WRITTEN PROBLEM:
Copy each of the following entries, reproducing every line without any alteration.

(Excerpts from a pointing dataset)
* * * * * * *

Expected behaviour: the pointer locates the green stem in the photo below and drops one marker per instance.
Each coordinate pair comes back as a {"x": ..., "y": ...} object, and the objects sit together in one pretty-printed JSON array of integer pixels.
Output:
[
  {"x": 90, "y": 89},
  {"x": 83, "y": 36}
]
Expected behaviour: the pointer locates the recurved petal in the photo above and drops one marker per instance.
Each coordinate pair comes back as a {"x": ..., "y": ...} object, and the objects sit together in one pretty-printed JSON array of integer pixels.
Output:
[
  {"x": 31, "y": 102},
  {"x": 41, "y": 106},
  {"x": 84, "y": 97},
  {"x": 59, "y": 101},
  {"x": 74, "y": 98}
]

* * * * * * *

WRITTEN RESPONSE:
Expected behaviour: the pointer locates the green stem in the photo below and drops one marker per instance.
Each coordinate pair comes back as a {"x": ..., "y": ...} object, and the objects sit together in one pretty-printed JSON array of integer pixels.
Output:
[
  {"x": 90, "y": 89},
  {"x": 83, "y": 36}
]
Expected behaviour: the pointer locates the recurved petal in the photo above and drops one marker per instance.
Each coordinate pair comes back as a {"x": ..., "y": ...} object, and the objects sit together in one pretty-printed JSON array of integer pixels.
Output:
[
  {"x": 31, "y": 102},
  {"x": 41, "y": 106},
  {"x": 84, "y": 97},
  {"x": 59, "y": 101},
  {"x": 74, "y": 98}
]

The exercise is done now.